▶ _SET EXERCISE_:
Reproduce the items starting at the line that contains "The service SHOULD locate every instance of the black" and ending at the line that contains "[[534, 489]]", swapping "stone pavement" for "brick pavement" and leaving all else unchanged.

▶ _EXCERPTED DATA_:
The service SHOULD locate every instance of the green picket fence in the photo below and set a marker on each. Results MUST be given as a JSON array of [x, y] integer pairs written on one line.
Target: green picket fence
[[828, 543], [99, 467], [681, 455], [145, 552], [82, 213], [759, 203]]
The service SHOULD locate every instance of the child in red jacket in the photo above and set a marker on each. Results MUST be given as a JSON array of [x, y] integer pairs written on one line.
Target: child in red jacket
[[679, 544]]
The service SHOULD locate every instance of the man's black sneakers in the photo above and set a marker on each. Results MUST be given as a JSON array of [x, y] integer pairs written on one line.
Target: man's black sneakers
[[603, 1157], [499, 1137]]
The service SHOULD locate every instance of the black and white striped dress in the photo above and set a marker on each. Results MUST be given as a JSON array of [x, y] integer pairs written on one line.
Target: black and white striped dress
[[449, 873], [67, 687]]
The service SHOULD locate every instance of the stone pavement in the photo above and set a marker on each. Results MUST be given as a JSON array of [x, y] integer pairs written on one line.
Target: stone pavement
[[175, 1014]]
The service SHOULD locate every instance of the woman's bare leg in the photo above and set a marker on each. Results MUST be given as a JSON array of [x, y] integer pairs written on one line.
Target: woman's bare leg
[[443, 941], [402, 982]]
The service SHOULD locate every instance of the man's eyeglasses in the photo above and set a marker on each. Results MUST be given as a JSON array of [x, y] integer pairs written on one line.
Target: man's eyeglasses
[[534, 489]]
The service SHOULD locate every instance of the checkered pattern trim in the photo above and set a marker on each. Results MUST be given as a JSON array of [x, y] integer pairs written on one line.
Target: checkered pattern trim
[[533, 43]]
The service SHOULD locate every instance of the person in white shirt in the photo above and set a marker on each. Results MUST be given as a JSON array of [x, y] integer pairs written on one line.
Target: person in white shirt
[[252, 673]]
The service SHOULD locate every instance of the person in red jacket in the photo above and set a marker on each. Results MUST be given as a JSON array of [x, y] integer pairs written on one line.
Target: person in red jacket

▶ _THE RESPONSE_:
The service SHOULD locate every instance of the black and white striped dress in the photo above and set a marker on each. Results MUST be given as a JSON array of [x, y] integer pairs written on one line.
Target: black and white striped dress
[[449, 873], [67, 687]]
The service SHOULD locate every instance of the brick pavement in the photo above and set a marker on each. Results MUST be given as a JSON array of [x, y] integer pairs written on one line.
Target: brick pavement
[[175, 1014]]
The service SHOULD locate every instance of the woman's bare leg in the photo above and set a marker on each. Results MUST be given as a JSON array of [x, y] integer pairs written on one line.
Target: woman's bare leg
[[443, 941], [402, 982]]
The service SHOULD locate every instance of the man's eyeglasses in the photo above and set a marker on each. Results MUST be given as a JSON array of [x, y] integer pairs written on one line.
Target: man's eyeglasses
[[534, 489]]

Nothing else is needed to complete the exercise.